• [DOCUMENTFRAGMENT]:

◇ ◇ ◇ ◇ ◇

Na mirakel in Colombiaanse jungle: ook Juliane overleefde als 17-jarige vliegtuigcrash in het regenwoud

Alleen in het regenwoud, zonder eten en zonder ouders. Het Colombiaanse junglemirakel doet denken aan het door Werner Herzog verfilmde verhaal van de Duitse Juliane Koepcke. In 1971 crashte het toen 17-jarige meisje in het Peruviaanse regenwoud. Elf dagen zwierf ze rond tot houthakkers haar vonden.

Anton Goegebeur

Op kerstavond 1971 stapte Juliane Koepcke op de luchthaven van Lima aan boord van LANSA-vlucht 508. Juliane woonde op dat moment in de Peruviaanse hoofdstad. Haar ouders waren gereputeerde biologen en hadden een eigen natuurreservaat, Panguana, opgericht in het Amazonewoud. Juliane’s vader was al daar. Samen met haar moeder zou zij erheen reizen om met heel het gezin Kerstmis te kunnen vieren.

Haar moeder wou eigenlijk enkele dagen eerder vertrekken, maar dan had Juliane haar diploma-uitreiking op de 23ste moeten missen. Ze kon haar moeder overtuigen en de reis werd uitgesteld tot kerstavond, de 24ste. “Mijn moeder en ik zouden naar Pucallpa vliegen en van daar naar het onderzoeksstation in de jungle rijden”, vertelde ze later in een interview met luchtvaartmagazine Austrian Wings.

Het was een vlucht van nog geen uur, maar het passagiersvliegtuig, een Lockheed L-188A Electra, kwam nooit aan. Kort voor de landing dook het een noodlottig onweer in. “Het was echt eng, de wolken vlogen rond het vliegtuig als levende wezens. De lucht was pikdonker, non-stop opgelicht door bliksemschichten”, aldus Koepcke. “Een onweer barstte los enLater onderzoek wees uit dat één van de brandstoftanks werd getroffen door de bliksem waardoor het vliegtuig in brand vloog.

De Lockheed stortte neer van zo’n 3.000 meter hoogte en viel tijdens die duikvlucht uit elkaar. Voor de crash werd Koepcke uit het vliegtuig geslingerd. “Ik was plotseling buiten in de lucht, vrij vallend, vastgebonden aan de stoel, kijkend naar het bos dat onder me ronddraaide.”

◇ ◇ ◇ ◇ ◇

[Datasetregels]

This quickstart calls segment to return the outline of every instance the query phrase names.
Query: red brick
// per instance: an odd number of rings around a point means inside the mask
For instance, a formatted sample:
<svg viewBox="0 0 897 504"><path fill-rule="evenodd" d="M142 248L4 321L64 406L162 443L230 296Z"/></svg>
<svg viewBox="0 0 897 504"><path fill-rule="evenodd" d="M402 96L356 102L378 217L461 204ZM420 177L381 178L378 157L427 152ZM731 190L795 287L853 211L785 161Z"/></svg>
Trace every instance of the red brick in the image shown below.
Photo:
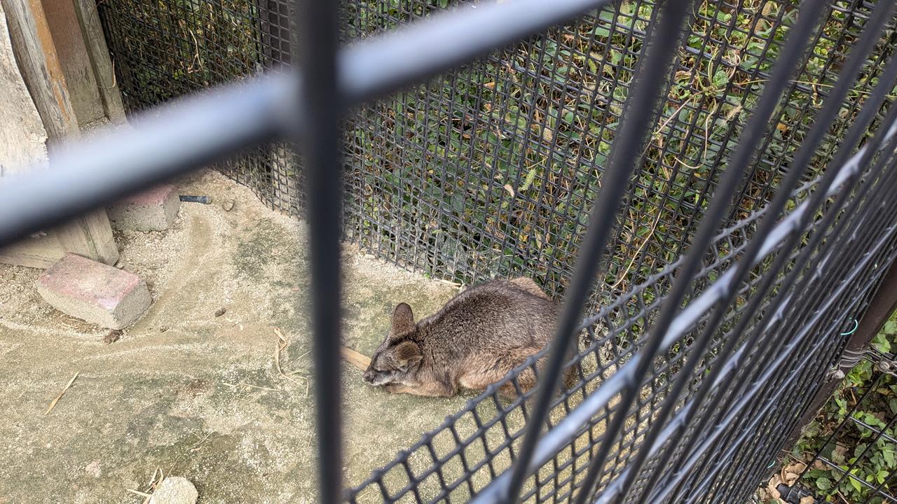
<svg viewBox="0 0 897 504"><path fill-rule="evenodd" d="M161 231L178 216L180 196L171 184L157 186L107 208L112 225L121 230Z"/></svg>
<svg viewBox="0 0 897 504"><path fill-rule="evenodd" d="M139 276L74 254L38 278L38 292L63 313L112 329L130 326L152 301Z"/></svg>

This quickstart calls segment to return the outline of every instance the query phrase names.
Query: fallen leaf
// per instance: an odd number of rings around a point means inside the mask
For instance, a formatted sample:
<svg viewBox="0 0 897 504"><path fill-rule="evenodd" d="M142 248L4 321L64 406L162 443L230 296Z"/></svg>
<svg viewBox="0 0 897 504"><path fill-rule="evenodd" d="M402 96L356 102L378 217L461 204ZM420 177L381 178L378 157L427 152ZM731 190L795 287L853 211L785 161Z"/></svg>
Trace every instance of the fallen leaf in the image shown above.
<svg viewBox="0 0 897 504"><path fill-rule="evenodd" d="M542 128L542 138L544 138L545 142L551 142L554 139L554 133L553 133L551 129L544 127Z"/></svg>

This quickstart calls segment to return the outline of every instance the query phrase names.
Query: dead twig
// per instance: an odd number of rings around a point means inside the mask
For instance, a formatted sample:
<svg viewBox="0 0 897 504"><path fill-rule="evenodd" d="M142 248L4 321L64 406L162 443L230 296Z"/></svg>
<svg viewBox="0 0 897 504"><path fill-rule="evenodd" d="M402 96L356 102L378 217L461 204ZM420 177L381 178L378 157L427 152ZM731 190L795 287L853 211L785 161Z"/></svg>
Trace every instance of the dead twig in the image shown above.
<svg viewBox="0 0 897 504"><path fill-rule="evenodd" d="M296 371L291 371L289 373L284 373L283 369L281 368L281 365L280 365L280 352L284 348L286 348L286 345L287 345L288 342L287 342L286 337L283 335L283 333L281 332L280 328L274 327L274 334L277 335L277 343L274 344L274 369L277 369L277 374L279 374L281 377L283 377L284 379L286 379L288 381L292 381L292 383L295 383L296 385L301 385L300 382L298 382L295 379L293 379L293 378L292 376L292 375L296 374ZM303 377L303 376L300 376L299 378L300 378L303 380L305 380L305 395L309 395L309 387L310 385L309 382L309 378L306 378L306 377Z"/></svg>
<svg viewBox="0 0 897 504"><path fill-rule="evenodd" d="M48 414L50 414L50 412L52 412L52 411L53 411L53 408L55 408L55 407L56 407L56 404L57 404L57 403L58 403L58 402L59 402L59 399L62 399L62 396L65 395L65 391L66 391L66 390L68 390L68 389L69 389L69 388L70 388L70 387L72 387L72 384L73 384L73 383L74 383L74 380L75 380L75 378L78 378L78 375L79 375L79 374L81 374L81 371L75 371L75 373L74 373L74 377L72 377L72 379L68 380L68 383L67 383L67 384L65 384L65 388L63 388L63 389L62 389L62 392L60 392L60 393L59 393L59 395L57 395L57 398L56 398L56 399L53 399L53 402L52 402L52 403L50 403L50 405L49 405L49 407L48 407L48 408L47 408L47 411L46 411L46 412L44 412L44 415L48 415Z"/></svg>
<svg viewBox="0 0 897 504"><path fill-rule="evenodd" d="M200 439L198 443L196 443L196 444L193 445L192 447L190 447L190 451L191 452L195 452L195 451L198 450L199 449L199 445L205 443L205 439L208 439L209 436L211 436L212 434L213 434L213 432L209 432L208 434L205 435L205 438L203 438L202 439Z"/></svg>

◇ ◇ ◇ ◇ ◇

• [TAKENLIJST]:
1: Beantwoord deze vragen over het artikel over Juliane Koepcke:
(a) Met welke vlucht vertrok Juliane Koepcke uit Lima?
(b) Hoe heette het natuurreservaat dat haar ouders in het Amazonewoud hadden opgericht?
(c) Van welke hoogte stortte de Lockheed neer?
2: Zet het artikel over Juliane Koepcke voort na de laatste zin.
Deze regels zijn afkomstig uit een andere bron.

• [RESULTATEN]:
1:
(a) LANSA-vlucht 508
(b) Panguana
(c) Van zo'n 3.000 meter

2:
Ze verloor het bewustzijn. Toen ze weer wakker werd, was ze in de jungle, helemaal alleen.

Een rivier in de buurt van Panguana© Klaus Schönitzer

Krokodillen

“Ik werd de volgende ochtend pas om negen uur wakker. Dat weet ik omdat mijn horloge nog werkte. Ik moet dus de hele middag en nacht bewusteloos zijn geweest”, zei ze in 2018 in een interview met CNN.

Negen dagen dwaalde Koepcke door het regenwoud. Net als de Colombiaanse kinderen een halve eeuw later was ze, dankzij haar ouders, al vertrouwd met de jungle. De helft van haar tijd bracht ze door in het natuurreservaat, daarnaast ging het gezin geregeld kamperen elders in het Amazonewoud en in de Andes. “Voor mij was het nooit een groene hel, maar een habitat die ik wist te waarderen”, zei ze later. Ze zocht en vond een stroom en volgde die tot ze bij een grotere rivier uitkwam. “Dat is wat mijn vader altijd had gezegd: als je verdwaalt in de jungle, volg dan een beek in de richting van de stroming. Je zal een rivier en uiteindelijk hulp vinden.”

Een deur van het neergestorte vliegtuig in 2004

Tijdens haar tocht kwam ze geregeld krokodillen tegen. “Soms zag ik ze vanop de oever het water inspringen, mijn kant uit. Maar ik was niet bang. Ik wist dat krokodillen niet de neiging hebben om mensen aan te vallen.”

Onderweg kwam ze ook wrakstukken tegen en slachtoffers die minder geluk hebben gehad. “Ik vond nog een rij stoelen met drie dode vrouwen, nog steeds vastgebonden. De klap moet hard geweest zijn want ze waren bijna een halve meter in de grond begraven. Ik was geschokt. Ik wilde ze niet aanraken, maar ik wilde er zeker van zijn dat mijn moeder niet een van hen was. Dus pakte ik een stok en sloeg een schoen van een van de lichamen. De teennagels hadden nagellak, ik wist dat het mijn moeder niet kon zijn, ze gebruikte nooit nagellak.”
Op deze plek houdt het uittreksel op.